> [Request]:
Nothing but the lines from the line with "Objective — for every instance of the german" through the end of the data is to be copied, and each is to be copied exactly.
— start Data supplied —
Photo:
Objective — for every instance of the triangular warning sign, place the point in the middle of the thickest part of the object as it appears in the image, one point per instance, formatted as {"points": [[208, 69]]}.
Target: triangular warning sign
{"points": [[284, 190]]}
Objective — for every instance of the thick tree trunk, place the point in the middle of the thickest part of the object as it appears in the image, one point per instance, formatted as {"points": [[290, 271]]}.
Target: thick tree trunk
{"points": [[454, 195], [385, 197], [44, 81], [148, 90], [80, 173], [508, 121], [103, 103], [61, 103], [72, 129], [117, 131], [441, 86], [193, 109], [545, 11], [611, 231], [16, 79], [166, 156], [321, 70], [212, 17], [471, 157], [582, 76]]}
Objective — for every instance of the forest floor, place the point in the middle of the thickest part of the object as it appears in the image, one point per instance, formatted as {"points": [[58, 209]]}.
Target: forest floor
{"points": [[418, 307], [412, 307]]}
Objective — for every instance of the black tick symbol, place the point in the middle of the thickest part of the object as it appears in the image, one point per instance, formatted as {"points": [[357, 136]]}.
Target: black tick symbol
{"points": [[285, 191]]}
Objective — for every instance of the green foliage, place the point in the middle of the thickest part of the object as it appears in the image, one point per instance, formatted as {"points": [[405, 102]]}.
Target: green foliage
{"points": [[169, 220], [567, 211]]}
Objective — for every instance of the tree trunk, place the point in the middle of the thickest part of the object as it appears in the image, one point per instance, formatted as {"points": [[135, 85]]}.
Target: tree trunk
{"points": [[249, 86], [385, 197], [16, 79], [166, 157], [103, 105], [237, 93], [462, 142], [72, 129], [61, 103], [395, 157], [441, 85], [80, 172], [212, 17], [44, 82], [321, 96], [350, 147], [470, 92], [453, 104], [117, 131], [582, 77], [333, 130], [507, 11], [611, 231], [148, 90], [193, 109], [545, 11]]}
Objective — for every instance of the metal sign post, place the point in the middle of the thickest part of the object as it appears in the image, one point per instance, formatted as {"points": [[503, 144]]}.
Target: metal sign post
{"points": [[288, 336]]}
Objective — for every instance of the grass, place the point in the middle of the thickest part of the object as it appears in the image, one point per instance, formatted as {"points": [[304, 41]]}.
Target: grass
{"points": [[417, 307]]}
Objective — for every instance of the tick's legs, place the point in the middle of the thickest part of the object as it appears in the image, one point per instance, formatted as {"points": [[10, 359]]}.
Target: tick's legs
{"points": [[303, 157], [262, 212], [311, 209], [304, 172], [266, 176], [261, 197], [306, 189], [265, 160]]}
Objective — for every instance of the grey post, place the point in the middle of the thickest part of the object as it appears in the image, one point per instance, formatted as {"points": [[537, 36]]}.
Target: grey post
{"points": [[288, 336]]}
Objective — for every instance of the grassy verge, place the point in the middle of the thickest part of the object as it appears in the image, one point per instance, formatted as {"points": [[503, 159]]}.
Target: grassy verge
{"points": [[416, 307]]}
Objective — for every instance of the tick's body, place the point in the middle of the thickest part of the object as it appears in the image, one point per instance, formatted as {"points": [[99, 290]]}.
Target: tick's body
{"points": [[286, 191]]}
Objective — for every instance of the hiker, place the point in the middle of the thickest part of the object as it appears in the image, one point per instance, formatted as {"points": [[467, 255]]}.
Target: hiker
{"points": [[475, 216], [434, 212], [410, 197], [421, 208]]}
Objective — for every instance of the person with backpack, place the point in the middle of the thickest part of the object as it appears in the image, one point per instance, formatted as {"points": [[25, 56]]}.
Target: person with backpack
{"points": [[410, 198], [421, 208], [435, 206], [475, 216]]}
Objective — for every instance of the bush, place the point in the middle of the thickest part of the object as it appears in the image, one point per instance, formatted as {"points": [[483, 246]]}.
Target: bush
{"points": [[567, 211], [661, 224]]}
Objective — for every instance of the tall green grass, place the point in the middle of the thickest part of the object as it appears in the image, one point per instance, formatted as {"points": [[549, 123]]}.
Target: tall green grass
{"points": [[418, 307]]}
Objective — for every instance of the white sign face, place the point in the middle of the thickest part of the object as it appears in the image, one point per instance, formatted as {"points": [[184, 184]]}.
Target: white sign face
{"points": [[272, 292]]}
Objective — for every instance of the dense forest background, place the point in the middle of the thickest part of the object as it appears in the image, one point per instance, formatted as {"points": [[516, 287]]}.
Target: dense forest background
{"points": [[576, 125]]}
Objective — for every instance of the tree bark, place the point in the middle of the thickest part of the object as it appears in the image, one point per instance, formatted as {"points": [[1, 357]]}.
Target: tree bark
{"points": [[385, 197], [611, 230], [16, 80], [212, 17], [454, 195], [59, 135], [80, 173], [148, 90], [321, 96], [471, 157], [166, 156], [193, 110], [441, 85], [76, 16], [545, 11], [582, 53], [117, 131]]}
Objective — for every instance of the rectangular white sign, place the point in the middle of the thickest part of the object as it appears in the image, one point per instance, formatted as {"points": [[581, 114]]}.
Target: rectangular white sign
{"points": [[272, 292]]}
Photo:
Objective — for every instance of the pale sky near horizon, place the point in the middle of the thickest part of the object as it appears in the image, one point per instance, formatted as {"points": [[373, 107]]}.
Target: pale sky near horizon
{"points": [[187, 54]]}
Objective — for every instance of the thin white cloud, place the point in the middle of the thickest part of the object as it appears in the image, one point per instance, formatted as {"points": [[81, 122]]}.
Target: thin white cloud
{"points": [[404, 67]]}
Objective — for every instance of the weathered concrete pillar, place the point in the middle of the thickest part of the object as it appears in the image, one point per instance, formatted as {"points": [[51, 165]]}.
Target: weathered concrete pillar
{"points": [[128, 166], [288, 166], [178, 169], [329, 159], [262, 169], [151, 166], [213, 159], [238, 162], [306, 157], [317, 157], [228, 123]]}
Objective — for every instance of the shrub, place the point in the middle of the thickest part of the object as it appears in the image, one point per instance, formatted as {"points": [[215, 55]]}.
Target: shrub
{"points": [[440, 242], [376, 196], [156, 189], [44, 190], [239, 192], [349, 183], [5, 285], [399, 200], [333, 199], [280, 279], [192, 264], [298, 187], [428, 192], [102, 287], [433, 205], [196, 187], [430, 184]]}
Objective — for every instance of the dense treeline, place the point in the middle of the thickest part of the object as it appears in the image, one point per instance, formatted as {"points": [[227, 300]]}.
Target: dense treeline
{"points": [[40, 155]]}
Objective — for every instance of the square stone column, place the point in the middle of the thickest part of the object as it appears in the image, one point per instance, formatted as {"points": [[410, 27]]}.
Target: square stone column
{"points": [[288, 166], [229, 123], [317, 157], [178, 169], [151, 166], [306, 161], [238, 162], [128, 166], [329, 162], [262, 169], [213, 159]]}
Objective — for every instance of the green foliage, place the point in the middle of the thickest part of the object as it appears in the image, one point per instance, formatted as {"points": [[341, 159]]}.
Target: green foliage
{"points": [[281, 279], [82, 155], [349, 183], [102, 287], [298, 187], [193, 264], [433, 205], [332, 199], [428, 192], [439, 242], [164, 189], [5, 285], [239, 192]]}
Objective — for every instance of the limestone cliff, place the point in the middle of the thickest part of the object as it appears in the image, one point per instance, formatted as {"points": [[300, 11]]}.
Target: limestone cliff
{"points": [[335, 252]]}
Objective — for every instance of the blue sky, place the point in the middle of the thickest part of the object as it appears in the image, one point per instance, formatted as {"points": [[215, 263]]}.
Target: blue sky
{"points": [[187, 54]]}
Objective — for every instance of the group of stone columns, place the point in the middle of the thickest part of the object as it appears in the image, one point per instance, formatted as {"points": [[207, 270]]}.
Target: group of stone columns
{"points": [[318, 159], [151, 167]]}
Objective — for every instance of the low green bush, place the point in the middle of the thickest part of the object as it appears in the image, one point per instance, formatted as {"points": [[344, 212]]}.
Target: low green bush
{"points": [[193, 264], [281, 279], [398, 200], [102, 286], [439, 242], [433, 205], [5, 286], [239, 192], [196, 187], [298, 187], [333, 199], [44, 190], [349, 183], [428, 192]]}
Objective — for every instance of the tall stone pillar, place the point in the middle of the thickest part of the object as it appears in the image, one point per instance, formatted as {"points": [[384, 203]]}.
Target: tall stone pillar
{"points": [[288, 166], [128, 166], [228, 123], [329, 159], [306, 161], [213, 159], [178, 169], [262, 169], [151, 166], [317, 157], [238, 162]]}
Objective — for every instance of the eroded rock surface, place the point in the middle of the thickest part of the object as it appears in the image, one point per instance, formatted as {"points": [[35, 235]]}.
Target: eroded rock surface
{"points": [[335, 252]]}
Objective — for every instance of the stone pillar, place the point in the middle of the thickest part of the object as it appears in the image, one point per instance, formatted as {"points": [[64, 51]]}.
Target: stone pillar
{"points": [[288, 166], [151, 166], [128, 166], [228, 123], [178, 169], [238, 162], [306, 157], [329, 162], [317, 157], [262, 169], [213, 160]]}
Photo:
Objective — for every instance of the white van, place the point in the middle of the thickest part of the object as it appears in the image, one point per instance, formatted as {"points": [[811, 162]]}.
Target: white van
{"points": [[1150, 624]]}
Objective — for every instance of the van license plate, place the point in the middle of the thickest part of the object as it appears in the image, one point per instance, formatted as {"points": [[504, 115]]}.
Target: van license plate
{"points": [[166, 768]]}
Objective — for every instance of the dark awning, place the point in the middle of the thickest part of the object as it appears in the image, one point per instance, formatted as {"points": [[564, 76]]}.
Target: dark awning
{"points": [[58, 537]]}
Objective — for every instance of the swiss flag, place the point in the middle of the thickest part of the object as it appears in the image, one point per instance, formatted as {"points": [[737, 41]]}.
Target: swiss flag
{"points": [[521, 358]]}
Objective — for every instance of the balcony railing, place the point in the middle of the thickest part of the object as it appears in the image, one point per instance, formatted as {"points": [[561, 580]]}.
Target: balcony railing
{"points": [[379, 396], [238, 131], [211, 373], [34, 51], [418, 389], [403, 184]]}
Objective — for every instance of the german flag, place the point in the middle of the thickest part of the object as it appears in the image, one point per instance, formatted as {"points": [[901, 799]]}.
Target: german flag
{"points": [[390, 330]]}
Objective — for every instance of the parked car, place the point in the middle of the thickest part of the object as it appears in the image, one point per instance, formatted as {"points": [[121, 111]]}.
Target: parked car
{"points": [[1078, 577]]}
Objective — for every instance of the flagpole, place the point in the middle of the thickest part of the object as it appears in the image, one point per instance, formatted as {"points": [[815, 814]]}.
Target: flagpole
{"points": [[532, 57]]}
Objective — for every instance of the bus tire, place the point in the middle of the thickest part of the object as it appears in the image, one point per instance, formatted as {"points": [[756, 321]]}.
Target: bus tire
— end Data supplied —
> [Result of the exercise]:
Objective — for every instance of the german flag, place the point in the middle of the thickest part of the object as it appears in the image, one point per instance, formatted as {"points": [[901, 799]]}.
Target: german flag
{"points": [[390, 330]]}
Objective — for every instance of the parked car, place the point in the middle of the thickest part of the object as it appears in the image, one point per instance, formatted as {"points": [[121, 111]]}.
Target: parked car
{"points": [[1078, 577]]}
Objective — for every instance of the flagpole, place the point in the middle of the thickest part of the object as it appears in the image, one point per instance, formatted as {"points": [[815, 814]]}.
Target: flagpole
{"points": [[532, 57]]}
Objective — for every instance of the bus tire, place the point in the middle of the thickest part of the object as it appears in the image, one point per instance, formatted as {"points": [[756, 321]]}.
Target: bus tire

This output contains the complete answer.